**Instructions**
(A) In two sentences, summarize the passage on pseudo classes.
(B) Rewrite the paragraph of the passage on pseudo classes that begins "So for example, like most common" as a short bulleted list.

--- begin Source extract ---

So with that, let’s go ahead and dive in. So first of all, what in the world is a pseudo class?

So the first thing you have to know is that elements in web design, right? They exist in various states.

So for example, like most common, easy example, a button has a normal state when it’s not being hovered on, and then it has a hover state when the mouse is hovering over it. And as you probably know, we change the style, the styling of a button based on its state.

We have a normal button style, and then when it’s hovered, the style changes and we can change the style however we would like. And that’s done, by the way, with a pseudo class, in this case, the pseudo class hover.

And then I can actually zoom in for you live dynamically. All right.

So you see right here we have button and we have a colon and then the word hover. We also have button and a colon and the word focus.

These are two examples of pseudo classes. The button colon focus allows us to style the focus state of the button.

And we’re gonna go down and we’re gonna do plenty of examples. Right now I’m gonna do hover.

We’re not gonna do focus until a little bit later in the video. But we’re gonna take this button right here and we are going to style it and then we are going to determine what the hover style difference should be.

Note by the way before we start that pseudo classes only have one colon and pseudo elements have two colons. That’s right now at least.

I know they’re thinking about changing the standard, but right now that is how you determine the difference between the two things. Okay?

So I’m going to go to this button right here and we are going to style its normal state. So I’m just going into the panel like I always would.

You could ignore the fact that I’m not doing this on a class. We’re just isolating this to how does a hover pseudo class work.

Okay. So I’m going to go into my backgrounds color and I’m just going to choose this danger color and then I’m going to go to my typography and I will probably, let me just choose white here.

--- end Source extract ---
--- begin Entries shown ---

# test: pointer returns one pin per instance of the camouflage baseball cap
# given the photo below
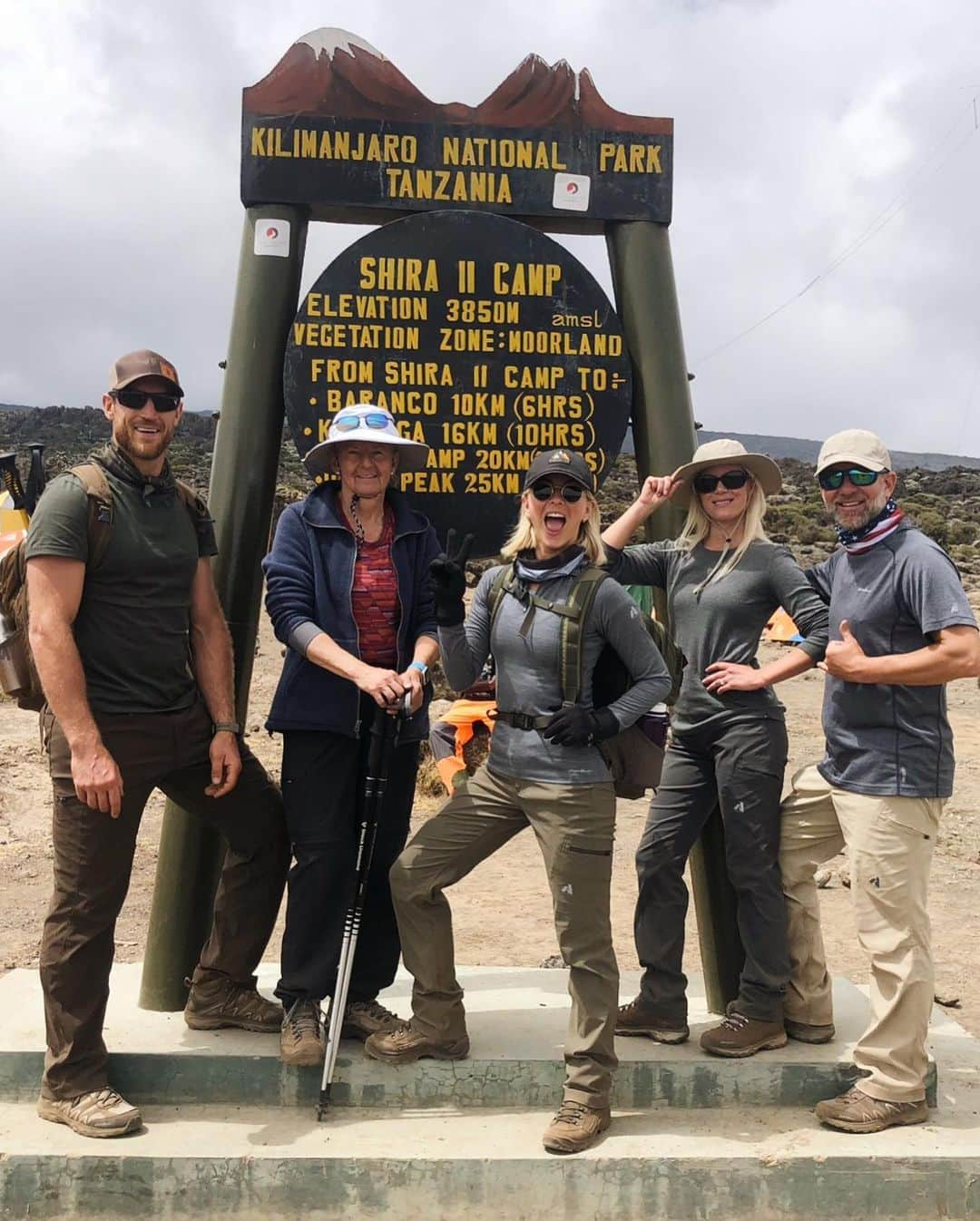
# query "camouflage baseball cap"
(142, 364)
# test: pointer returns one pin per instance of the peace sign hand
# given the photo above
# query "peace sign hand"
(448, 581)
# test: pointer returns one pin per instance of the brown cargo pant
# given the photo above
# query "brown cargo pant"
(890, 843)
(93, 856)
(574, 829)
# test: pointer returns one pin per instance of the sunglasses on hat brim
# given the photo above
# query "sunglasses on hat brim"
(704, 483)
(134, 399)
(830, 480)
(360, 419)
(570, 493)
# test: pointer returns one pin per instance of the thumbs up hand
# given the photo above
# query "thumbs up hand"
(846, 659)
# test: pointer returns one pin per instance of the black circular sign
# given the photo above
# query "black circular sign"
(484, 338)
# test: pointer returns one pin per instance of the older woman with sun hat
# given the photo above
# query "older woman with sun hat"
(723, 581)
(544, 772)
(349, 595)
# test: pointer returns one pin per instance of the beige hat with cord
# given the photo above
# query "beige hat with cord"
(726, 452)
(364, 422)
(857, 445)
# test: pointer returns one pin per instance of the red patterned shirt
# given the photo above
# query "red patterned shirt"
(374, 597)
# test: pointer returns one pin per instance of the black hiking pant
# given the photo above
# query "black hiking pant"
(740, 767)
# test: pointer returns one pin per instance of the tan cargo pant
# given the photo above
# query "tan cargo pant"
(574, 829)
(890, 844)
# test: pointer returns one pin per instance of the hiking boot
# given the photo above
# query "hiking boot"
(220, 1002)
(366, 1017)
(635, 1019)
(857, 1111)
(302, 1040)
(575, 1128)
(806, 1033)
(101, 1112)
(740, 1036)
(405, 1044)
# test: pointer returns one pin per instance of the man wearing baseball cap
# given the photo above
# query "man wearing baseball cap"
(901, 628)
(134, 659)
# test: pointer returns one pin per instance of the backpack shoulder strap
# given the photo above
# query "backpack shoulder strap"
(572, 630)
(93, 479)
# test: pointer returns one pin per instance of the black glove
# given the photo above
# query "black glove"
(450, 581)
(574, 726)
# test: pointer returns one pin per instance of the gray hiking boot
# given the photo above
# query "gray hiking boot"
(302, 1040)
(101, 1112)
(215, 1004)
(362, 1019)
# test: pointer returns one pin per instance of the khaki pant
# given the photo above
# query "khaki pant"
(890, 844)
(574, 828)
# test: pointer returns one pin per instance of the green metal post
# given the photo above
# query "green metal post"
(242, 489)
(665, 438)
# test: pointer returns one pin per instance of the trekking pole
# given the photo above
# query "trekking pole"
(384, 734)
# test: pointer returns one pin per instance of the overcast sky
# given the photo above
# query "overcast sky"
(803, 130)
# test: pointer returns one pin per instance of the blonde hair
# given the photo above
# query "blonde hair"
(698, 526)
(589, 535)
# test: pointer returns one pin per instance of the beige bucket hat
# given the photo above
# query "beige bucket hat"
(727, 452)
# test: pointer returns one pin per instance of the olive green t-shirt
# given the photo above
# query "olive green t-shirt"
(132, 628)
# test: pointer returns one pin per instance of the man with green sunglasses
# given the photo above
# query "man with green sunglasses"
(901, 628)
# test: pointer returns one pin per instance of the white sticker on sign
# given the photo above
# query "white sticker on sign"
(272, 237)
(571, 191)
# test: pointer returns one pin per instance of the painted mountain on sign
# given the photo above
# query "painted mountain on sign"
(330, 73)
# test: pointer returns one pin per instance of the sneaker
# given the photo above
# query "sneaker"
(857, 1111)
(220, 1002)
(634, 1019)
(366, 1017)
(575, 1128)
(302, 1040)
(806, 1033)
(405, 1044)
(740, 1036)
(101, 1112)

--- end Entries shown ---

**Solutions per task**
(A) Elements in web design exist in various states, such as a button's normal and hover states, and a pseudo class like hover or focus, written with one colon (pseudo elements use two), lets a designer style each state. To show how the hover pseudo class works, the speaker begins by styling a button's normal state with the danger background color and white typography.

(B)
- A button has a normal state when it is not being hovered on.
- It has a hover state when the mouse is over it.
- A button's styling is changed based on its state.